### SOURCE

Hier 26 avril, le député républicain (libertarien) du Texas Ron Paul a annoncé qu’il lançait une “commission exploratoire” pour sa candidature pour la désignation républicaine pour les élections présidentielles de 2012. Cette décision concrétise effectivement sa candidature en lançant le processus qui s’y attache. Il s’agit d’un élément important de la vie politique US, dans la confusion actuelle, dans la confusion qui accompagne les candidatures au sein du parti républicain, et compte tenu bien entendu de la popularité de Ron Paul.

C’est David Weigel, de Slate.com, qui a annoncé la nouvelle ce 25 avril 2011. Raw Story l’a aussitôtt reprise, également ce 25 avril 2011.

Le 26 avril 2011, David Mark, sur le site Politico.com, a consacré sa rubrique quotidienne The Arena à cette nouvelle. The Arena s’est attachée une liste importante (autour de 500) de personnalités politiques et d’experts qui acceptent de réagir à une question de politique US que leur pose chaque jour le modérateur de la rubrique David Mark. Bien entendu, le nombre de réponses varient, selon l’intérêt et la disponibilité de ces collaborateurs extérieurs. La nouvelle sur la candidature de Ron Paul a attiré un nombre exceptionnel de réactions, par rapport au fonctionnement courant de The Arena. Les réactions sont très extrêmes, montrant l’attitude générale à la fois d’incertitude, d’agacement et d’inquiétude de l’establishment, ou du Système, vis-à-vis de Ron Paul, – allant du sarcasme méprisant et de la dérision, jusqu’à l’intérêt et à l’admiration le plus souvent colorés du regret de ne pas envisager un avenir possible pour cette initiative de Ron Paul dans les normes du Système. Nous avons extrait quelques-unes de ces réactions qui nous paraissent particulièrement significatives.

L’intervention de David Mark pour susciter les commentaires est la suivante : «Rep. Ron Paul (R-Texas) unveils a exploratory presidential committee in Iowa Tuesday, a key step in gearing up for a White House race.

######
### DONNÉES FOURNIES

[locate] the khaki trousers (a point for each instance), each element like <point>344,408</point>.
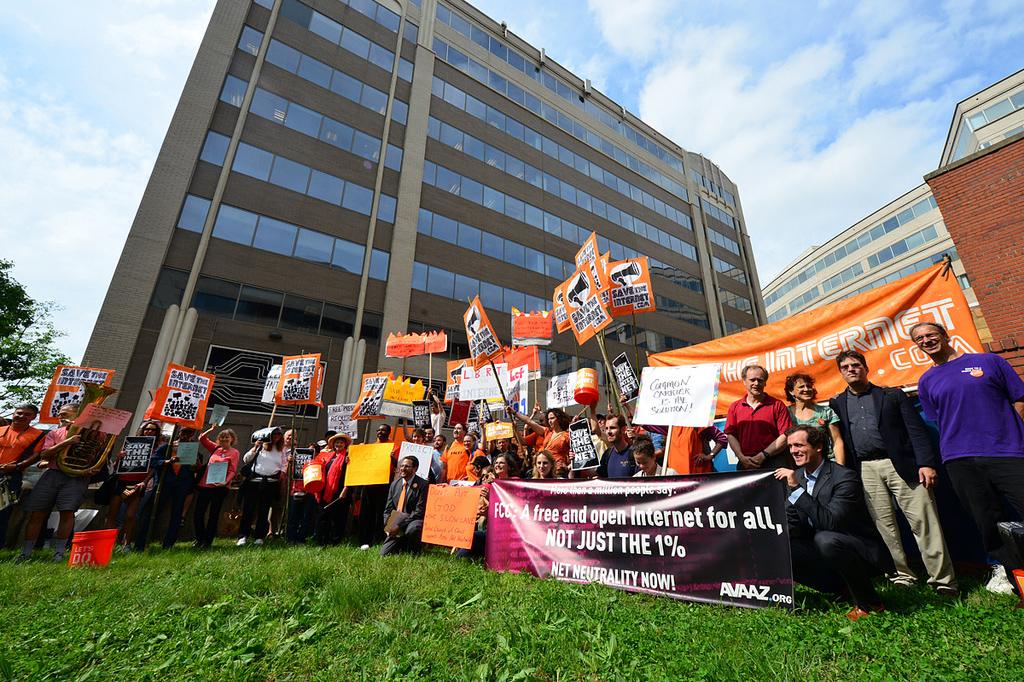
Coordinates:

######

▸ **À FAIRE**:
- a) Relevez tous les sites d'information nommés dans l'article sur la candidature de Ron Paul.
- b) Renvoyez le passage de l'article sur la candidature de Ron Paul qui commence par les mots contenant "Hier 26 avril, le" et se termine par "également ce 25 avril 2011.".
- c) Reprenez l'article sur la candidature de Ron Paul à partir de sa dernière phrase.

▸ **RÉPONSES**:
- a) Slate.com, Raw Story, Politico.com

- b)
Hier 26 avril, le député républicain (libertarien) du Texas Ron Paul a annoncé qu’il lançait une “commission exploratoire” pour sa candidature pour la désignation républicaine pour les élections présidentielles de 2012. Cette décision concrétise effectivement sa candidature en lançant le processus qui s’y attache. Il s’agit d’un élément important de la vie politique US, dans la confusion actuelle, dans la confusion qui accompagne les candidatures au sein du parti républicain, et compte tenu bien entendu de la popularité de Ron Paul.

C’est David Weigel, de Slate.com, qui a annoncé la nouvelle ce 25 avril 2011. Raw Story l’a aussitôtt reprise, également ce 25 avril 2011.

- c)
»Has the Republican primary electorate moved closer to Paul's views on debt since his 2008 race? Or will foreign policy and related matters prove a bridge too far for the conservative mainstream? In a contentious interview Monday Paul dismissed Fox News host Sean Hannity's fear of Sharia law in America.»

Voici les quelques réactions que nous avons choisies…

Grover Norquist, President of Americans for Tax Reform

«Ron Paul brings energy and a great number of young activists into the Republican Party and the broader conservative movement. Some conservatives whined that 10 percent of the 11,000 attendees at this year’s Conservative Political Action Conference were Ron Paul enthusiasts. This is a problem? Have a different favorite candidate – bring your activists to CPAC next year. How many can you bring?

»Political leaders who bring new activists into the party are a great asset. Pat Robertson lost the 1998 Republican primary but brought 2 million activists into the Republican Party and created the Christian Coalition that greatly strengthened the conservative movement. Goldwater lost the general election in 1964 and rebuilt the Republican Party and put in on a course to be both a conservative and majority party.»

»Ron Paul is not an enthusiast for continuing the occupation of Afghanistan. But this is not Bush’s war anymore. It is Obama’s Wilsonian effort. Polling shows conservatives and tea party activists are open to a different approach. A conversation on how America can best defend itself is a useful and important conversation to have within the Republican Party and the conservative movement. If you like how things are going with Obama’s approach – vote for him.

Garry South, Democratic consultant, The Garry South Group

«Let's start by stating the obvious: Ron Paul has no chance of ever winning the Republican nomination or the presidency. It's not just his quirky, out-of-the-mainstream views, he also neither looks nor sounds like a president of the United States, and stature and gravitas play an important role in this process. Is it just me, or does Paul bear an eery resemblance to that guy who played “My Favorite Martian”? And many of his positions are from outer space, too.»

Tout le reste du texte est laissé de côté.